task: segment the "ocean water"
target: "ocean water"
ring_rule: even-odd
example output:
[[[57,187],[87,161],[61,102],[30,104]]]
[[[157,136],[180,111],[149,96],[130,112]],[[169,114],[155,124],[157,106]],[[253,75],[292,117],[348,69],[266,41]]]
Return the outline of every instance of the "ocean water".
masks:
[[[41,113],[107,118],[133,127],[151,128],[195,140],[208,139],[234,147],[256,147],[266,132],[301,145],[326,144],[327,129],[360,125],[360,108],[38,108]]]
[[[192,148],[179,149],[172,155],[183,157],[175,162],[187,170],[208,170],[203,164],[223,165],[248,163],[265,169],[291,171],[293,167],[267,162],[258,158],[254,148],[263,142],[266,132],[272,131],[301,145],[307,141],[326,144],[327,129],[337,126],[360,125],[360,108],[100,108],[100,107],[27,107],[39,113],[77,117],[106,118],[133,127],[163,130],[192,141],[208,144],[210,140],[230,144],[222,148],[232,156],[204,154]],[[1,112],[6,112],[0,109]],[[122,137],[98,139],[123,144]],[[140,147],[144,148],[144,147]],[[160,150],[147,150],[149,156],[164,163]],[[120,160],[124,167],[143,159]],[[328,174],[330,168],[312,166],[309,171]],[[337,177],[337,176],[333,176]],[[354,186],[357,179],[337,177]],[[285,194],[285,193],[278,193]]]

• • • • •

### WHAT NEEDS TO BE DONE
Find "[[[57,187],[87,161],[61,102],[30,104]]]" in the entries above and copy that whole line exactly, then each line after it through the line that contains "Return the outline".

### RESPONSE BOX
[[[57,187],[87,161],[61,102],[30,104]]]
[[[157,136],[180,111],[149,96],[130,112]],[[169,114],[155,124],[157,106]],[[253,75],[292,117],[348,69],[266,41]]]
Return the outline of every instance of the "ocean water".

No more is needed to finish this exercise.